START Given passage

1969 Latest Caselaw 66 Del

Citation : 1969 Latest Caselaw 66 Del
Judgement Date : 7 April, 1969

Delhi High Court
Chander Bhan vs Nandlal And Anr. on 7 April, 1969
Equivalent citations: 5 (1969) DLT 531, ILR 1969 Delhi 328
Author: Deshpande
Bench: V Deshpande

JUDGMENT

Deshpande, J.

(1) This is the landlord's second appeal against the concurrent findings of the Rent Controller and the Rent Control Tribunal fixing the standard rent of his premises occupied by the tenant-respondent

(2) The grounds pressed in arguments by the learned counsel for the appellant are discussed below. The learned counsel pressed for the relief of eviction, but this was rightly disallowed as the arrears of rent had been deposited by the tenant. It was argued that in fixing the standard rent the Rent Controller and the Rent Control Tribunal did nto take into account the market price of the land on which the premises were constructed though this was required to be done under Section 6(2) of the Act. I find, however, that the standard rent was fixed under Section 9(4) of the Act and nto under Section 6 at all. The Rent Controller had regard to the situation, locality and the condition of the premises,as required by Section 9(4) of the Act before arriving at the figure of the standard rent. The shop is a very small one of about 6'x 4'. The findings of the courts below are based on the criteria laid down by Section 9(4) as far as the evidence of such criteria was available. In the circumstances, they could nto be expected to take into consideration any factor other than those which were available to them. There is no reason to interfere with their concurrent findings offacts.

(3) The learned counsel also argued that the tenant did nto pay or deposit the rent for the month of December, 1966 after the order fixing the interim rent was passed by the Controller on 2-2-1965.

END Given passage
START Data rows

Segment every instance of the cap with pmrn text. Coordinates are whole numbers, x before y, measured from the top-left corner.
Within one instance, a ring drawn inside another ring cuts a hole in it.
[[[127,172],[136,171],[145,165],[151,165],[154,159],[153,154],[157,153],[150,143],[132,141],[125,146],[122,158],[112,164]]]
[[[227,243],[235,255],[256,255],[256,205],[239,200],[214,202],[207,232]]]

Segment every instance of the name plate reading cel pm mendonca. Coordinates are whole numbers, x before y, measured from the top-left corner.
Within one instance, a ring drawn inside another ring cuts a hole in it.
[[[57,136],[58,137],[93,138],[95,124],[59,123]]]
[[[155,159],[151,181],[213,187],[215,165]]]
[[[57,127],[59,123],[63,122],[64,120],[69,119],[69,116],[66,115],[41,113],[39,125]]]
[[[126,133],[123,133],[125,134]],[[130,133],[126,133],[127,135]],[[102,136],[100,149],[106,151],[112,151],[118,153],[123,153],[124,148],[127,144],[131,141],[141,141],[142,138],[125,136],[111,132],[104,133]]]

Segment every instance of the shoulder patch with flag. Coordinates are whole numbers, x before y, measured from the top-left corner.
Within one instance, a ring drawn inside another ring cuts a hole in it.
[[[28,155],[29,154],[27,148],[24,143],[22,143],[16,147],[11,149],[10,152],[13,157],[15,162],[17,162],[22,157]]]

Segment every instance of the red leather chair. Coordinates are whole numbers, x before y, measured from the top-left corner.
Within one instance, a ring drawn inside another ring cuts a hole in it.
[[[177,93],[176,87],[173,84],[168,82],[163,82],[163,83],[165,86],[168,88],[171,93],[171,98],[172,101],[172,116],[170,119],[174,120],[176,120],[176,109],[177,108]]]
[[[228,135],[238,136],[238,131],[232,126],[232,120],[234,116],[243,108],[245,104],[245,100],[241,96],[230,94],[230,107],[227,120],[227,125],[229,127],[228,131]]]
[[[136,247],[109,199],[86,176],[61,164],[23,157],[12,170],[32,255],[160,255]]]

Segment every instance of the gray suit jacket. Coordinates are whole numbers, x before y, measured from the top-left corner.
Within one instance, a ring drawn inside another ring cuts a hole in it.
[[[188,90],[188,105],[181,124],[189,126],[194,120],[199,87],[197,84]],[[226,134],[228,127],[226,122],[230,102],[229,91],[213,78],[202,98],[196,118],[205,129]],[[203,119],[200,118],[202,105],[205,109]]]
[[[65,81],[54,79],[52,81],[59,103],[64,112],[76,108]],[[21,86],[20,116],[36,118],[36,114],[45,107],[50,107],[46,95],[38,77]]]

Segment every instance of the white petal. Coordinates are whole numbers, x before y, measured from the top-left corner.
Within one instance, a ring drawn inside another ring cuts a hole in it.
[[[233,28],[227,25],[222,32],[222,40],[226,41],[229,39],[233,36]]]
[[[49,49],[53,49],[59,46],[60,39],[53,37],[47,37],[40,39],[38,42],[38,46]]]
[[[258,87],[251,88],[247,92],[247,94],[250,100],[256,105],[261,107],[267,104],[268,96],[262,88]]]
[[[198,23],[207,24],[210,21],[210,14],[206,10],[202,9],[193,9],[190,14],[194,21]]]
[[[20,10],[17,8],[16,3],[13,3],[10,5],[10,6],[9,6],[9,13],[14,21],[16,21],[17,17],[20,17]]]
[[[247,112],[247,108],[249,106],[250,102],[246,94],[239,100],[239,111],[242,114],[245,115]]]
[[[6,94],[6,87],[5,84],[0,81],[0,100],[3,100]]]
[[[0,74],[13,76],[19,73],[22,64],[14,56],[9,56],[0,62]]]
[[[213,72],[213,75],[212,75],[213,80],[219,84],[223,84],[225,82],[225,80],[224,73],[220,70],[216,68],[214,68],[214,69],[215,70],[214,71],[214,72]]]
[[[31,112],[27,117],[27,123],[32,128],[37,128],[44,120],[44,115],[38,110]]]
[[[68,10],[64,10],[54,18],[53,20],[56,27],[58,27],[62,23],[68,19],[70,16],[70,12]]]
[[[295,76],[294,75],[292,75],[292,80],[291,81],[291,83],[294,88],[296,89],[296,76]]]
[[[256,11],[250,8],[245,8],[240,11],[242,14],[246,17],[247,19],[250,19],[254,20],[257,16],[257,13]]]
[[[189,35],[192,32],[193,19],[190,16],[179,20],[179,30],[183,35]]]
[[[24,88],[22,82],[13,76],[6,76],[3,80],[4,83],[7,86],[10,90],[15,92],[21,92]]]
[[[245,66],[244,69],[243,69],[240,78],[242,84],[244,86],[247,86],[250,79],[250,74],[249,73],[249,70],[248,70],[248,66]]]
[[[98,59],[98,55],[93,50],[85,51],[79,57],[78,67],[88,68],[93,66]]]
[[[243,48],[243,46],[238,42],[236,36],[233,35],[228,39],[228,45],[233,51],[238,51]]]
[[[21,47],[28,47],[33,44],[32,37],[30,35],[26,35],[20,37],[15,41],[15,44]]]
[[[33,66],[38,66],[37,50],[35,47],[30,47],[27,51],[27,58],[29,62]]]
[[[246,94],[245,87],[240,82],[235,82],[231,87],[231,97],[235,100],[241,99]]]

END Data rows

**Exercises:**
(A) According to the judgment, why was the landlord's request for eviction refused? Answer in one to three sentences.
(B) Translate this sentence from the judgment into Spanish: "The shop is a very small one of about 6'x 4'."
(C) In the judgment, under which section of the Act was the standard rent fixed?
The rows are separate material from the judgment.

**Solutions per task:**
(A) The request for eviction was rightly disallowed because the tenant had deposited the arrears of rent.

(B) La tienda es muy pequeña, de aproximadamente 6'x 4'.

(C) It was fixed under Section 9(4) of the Act.